### WHAT THE TASK REQUIRES
Pick up the podcast transcript about multitasking and the frontal lobes at its last line and keep it going in the same speaker's voice.

### TEXT PASSAGE
+++++

It's good to see you too. Will you help me with something? Of course.

I can't remember what day it is. It's Frontal Lobe Friday. Good morning,

my friend. I hope you're doing well.

Dr. Lee Warren here with you, and it is Frontal Lobe Friday.

Thanks, Lisa, for kicking us off with that. Hey, I've got a short message for

you today, but I want you to focus, okay?

Focus on getting your frontal lobes as efficient and effective as you can because

they are your command center of your brain.

When your mind directs your frontal lobes properly, your frontal lobes are the

executive office, the C-suite, the boss of everything else that happens downstream

in your brain and in your body and in your life.

It starts with mind, under control of spirit, as we've talked about.

We are a spirit-mind-down group of self-brain surgeons here.

We're not determinist reductionists.

We don't believe that we're all a bunch of neurons firing and that everything

comes out of electrical processes and we're just a random bunch of events happening

that have no real underlying purpose or meaning.

We don't believe that. We're created fearfully and wonderfully in the image

of the great physician. Hey, today we're going to talk about multitasking and

why multitasking is a myth and the different ways that it can hurt your life.

And we're going to understand the way that our frontal lobes are designed to

help us maximize our efficiency so that we can become healthier and feel better and be happier.

So we're going to talk about multitasking and the myth behind it.

But before we do that, I have one question for you.

Hey, are you ready to change your life? If the answer is yes,

there's only one rule. You have to change your mind first.

And my friend, there's a place where the neuroscience of how your mind works

smashes together with faith and everything starts to make sense.

Are you ready to change your life?

Well, this is the place. Self-Brain Surgery School.

I'm Dr. Lee Warren, and this is where we go deep into how we're wired.

Take control of our thinking and find real hope. This is where we learn to become

healthier, feel better, and be happier.

This is where we leave the past behind and transform our minds.

This is where we start today. Are you ready? This is your podcast.

This is your place. This is your time, my friend. Let's get after it.

Music.

All right, let's get after it. Hey, everybody, and by that I mean everybody

that I've ever known, including me, thinks that we can multitask.

We believe that we can do more than one thing at a time. And the truth is you sort of can.

I mean, you can obviously drive your car and listen to music and talk to the

person on the phone or check your phone while you're driving.

+++++

### RAW DATA
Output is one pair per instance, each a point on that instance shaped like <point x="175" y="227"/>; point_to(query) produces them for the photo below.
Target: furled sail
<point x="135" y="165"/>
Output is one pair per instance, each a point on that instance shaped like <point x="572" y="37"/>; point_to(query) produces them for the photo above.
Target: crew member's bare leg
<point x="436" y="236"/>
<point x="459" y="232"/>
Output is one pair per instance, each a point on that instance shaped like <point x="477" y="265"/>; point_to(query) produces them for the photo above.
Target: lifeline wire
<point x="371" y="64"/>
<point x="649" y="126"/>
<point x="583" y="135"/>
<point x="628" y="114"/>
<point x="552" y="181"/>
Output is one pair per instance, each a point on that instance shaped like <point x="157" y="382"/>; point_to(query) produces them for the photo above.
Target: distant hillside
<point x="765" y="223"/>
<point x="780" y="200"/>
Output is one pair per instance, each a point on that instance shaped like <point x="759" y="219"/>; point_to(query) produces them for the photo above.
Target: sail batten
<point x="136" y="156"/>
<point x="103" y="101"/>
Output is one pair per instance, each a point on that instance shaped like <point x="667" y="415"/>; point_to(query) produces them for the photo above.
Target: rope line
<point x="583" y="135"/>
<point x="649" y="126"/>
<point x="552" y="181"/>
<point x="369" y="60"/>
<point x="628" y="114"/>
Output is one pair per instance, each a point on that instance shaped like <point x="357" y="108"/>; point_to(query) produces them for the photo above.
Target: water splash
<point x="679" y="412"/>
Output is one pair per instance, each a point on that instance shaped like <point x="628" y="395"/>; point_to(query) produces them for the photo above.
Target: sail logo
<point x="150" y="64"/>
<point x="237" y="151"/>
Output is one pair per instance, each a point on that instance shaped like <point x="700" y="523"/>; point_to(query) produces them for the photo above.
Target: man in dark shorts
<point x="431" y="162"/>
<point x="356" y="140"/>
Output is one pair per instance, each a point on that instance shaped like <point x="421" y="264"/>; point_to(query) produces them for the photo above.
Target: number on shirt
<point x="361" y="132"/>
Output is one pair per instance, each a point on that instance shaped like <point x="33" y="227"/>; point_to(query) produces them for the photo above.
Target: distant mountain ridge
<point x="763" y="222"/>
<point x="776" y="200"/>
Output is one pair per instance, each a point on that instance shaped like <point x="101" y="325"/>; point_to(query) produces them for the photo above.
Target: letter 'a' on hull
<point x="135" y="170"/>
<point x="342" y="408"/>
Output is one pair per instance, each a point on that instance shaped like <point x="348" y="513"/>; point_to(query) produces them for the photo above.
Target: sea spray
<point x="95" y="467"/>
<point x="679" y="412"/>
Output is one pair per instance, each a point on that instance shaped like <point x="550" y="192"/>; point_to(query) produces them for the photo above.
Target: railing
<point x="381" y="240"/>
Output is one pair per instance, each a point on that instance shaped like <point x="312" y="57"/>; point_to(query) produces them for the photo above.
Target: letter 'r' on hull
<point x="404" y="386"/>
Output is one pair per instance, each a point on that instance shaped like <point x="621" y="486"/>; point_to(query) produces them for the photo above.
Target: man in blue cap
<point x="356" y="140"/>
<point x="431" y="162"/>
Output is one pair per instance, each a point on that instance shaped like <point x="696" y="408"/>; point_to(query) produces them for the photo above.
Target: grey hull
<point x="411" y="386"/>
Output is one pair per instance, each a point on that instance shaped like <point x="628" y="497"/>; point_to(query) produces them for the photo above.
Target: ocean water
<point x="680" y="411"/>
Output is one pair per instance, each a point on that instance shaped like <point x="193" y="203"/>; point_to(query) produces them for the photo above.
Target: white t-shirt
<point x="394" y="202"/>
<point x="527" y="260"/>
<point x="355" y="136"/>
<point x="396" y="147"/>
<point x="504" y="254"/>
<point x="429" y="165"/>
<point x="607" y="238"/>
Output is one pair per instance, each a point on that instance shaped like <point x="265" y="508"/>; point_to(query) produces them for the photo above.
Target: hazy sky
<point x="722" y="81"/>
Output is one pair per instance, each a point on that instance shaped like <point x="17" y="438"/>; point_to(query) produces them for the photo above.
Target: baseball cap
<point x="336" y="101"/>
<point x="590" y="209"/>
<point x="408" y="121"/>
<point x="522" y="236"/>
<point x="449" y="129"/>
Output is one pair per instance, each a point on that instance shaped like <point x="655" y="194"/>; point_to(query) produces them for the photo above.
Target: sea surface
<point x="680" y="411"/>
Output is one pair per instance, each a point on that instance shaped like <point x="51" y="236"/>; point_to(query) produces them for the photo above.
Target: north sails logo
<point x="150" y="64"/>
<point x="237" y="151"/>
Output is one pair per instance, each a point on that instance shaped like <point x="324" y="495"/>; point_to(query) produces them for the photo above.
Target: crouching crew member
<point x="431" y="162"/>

+++++

### ANSWER SECTION
You shouldn't do that. You can obviously eat and have a conversation at the

same time. You can obviously watch television and do a Sudoku puzzle at the

same time. You can do those things. Okay.

But are you really doing more than one thing at a time?

The truth is, from a neuroscience standpoint, you're really not.

What you're really doing is switching back and forth because your brain can

only actually do one thing at a time in terms of directed conscious effort.

Okay. You have a lot of automated processes. Fortunately, our hearts beat,

we breathe, we have all kinds of autonomic things happening in our bodies that

we don't have to think about.

We have the gift of automated processes, the autonomic nervous system,

we call it, that keeps things rolling so we don't have to deal with things like,

do I need to breathe or do I need to worry about the acid production in my stomach?

Your body's going to take care of a lot of that. that God built you as an incredible

complex system of multiple different things happening at the same time that

you don't have to direct.

In fact, there's some pathologies. There's a disease called Andean's curse.

It happens with a small stroke in the brainstem that knocks out automatic breathing.

So those people literally have to be awake in order to breathe because they

have to think about every breath that they take.

And so those people don't have time to talk to you or think about anything other

than taking the next breath to keep them alive.

And for that reason, they require mechanical ventilation. They require tracheostomies

and artificial respiration, or they die when they fall asleep.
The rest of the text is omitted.